- **The problem**
Look at each line of the listing. Copy those that hold the string "front".

Provided data below:

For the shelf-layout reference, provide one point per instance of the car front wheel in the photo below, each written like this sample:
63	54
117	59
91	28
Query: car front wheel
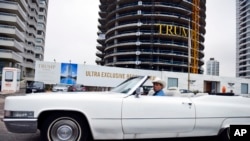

End of Provided data.

- **Result for this exercise**
For the shelf-layout reference, provide one point per instance of the car front wheel in the photo below, each written like this sample:
Query: car front wheel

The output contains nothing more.